--- What the exercise asks ---
Everything from the line containing "Phrase: cloudy sky" to the close of the records below should be output exactly, line by line, with no other lines given.

⁂

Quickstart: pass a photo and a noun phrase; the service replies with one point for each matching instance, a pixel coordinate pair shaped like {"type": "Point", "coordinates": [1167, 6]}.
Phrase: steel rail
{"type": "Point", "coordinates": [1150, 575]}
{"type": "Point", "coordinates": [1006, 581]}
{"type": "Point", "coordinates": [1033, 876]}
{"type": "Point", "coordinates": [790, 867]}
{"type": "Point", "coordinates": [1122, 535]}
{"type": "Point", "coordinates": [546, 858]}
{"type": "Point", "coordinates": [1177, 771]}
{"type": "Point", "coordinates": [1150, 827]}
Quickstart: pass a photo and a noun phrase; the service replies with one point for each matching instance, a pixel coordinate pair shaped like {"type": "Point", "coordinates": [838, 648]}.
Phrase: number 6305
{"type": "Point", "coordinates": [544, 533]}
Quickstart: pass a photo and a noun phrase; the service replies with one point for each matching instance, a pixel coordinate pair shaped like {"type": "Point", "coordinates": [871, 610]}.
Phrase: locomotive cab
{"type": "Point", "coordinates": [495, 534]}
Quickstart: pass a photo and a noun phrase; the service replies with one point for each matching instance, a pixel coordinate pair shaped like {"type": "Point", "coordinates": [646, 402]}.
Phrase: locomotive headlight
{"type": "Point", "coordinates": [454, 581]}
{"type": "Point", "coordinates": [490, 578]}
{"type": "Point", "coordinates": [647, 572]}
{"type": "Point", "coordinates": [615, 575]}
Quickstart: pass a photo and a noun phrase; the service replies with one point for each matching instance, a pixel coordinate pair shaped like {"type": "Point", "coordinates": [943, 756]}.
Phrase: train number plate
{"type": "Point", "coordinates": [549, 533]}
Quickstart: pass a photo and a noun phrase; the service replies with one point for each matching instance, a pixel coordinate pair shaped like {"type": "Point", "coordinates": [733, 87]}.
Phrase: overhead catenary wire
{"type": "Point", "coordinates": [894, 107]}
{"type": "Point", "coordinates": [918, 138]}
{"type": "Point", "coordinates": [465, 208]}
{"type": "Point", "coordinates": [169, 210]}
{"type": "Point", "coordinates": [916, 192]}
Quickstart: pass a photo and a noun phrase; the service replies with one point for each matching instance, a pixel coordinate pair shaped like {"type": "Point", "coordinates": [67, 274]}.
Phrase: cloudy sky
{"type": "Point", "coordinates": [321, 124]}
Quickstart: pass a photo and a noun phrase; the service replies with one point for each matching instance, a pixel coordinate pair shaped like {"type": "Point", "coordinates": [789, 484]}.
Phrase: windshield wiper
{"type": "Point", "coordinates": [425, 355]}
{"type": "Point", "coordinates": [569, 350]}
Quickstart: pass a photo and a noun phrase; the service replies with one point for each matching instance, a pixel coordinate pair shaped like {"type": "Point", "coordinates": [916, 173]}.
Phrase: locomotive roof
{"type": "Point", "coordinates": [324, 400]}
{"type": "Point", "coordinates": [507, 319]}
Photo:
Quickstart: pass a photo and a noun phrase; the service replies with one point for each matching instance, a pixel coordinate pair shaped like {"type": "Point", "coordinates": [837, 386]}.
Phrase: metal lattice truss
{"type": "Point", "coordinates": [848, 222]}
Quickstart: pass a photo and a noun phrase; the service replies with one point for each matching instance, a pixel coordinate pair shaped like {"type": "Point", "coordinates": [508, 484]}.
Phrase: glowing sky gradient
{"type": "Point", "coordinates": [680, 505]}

⁂

--- Answer section ---
Phrase: cloudy sky
{"type": "Point", "coordinates": [321, 124]}
Quickstart: pass a photo and a noun phrase; the service replies with one point for each matching instance, a pixel coordinate pair shaped like {"type": "Point", "coordinates": [789, 484]}.
Phrase: windshield wiper
{"type": "Point", "coordinates": [425, 355]}
{"type": "Point", "coordinates": [569, 350]}
Quickstart: pass a photo and a noun phrase; the service replies with one point for each matching instance, a pixel coordinate pair shaped like {"type": "Point", "coordinates": [916, 173]}.
Phrase: locomotive roof
{"type": "Point", "coordinates": [324, 400]}
{"type": "Point", "coordinates": [507, 319]}
Photo:
Quickstart: pass a photo and a noun phrase; the service replies with one point for each matching instance, a pixel coordinate pair shaped like {"type": "Point", "coordinates": [837, 386]}.
Phrase: metal lattice truss
{"type": "Point", "coordinates": [848, 222]}
Quickstart: pass a photo and a noun phrase; the service replies with one point for each matching instance, a pixel coordinate pair shaped like {"type": "Point", "coordinates": [508, 484]}.
Phrase: glowing sky gradient
{"type": "Point", "coordinates": [680, 505]}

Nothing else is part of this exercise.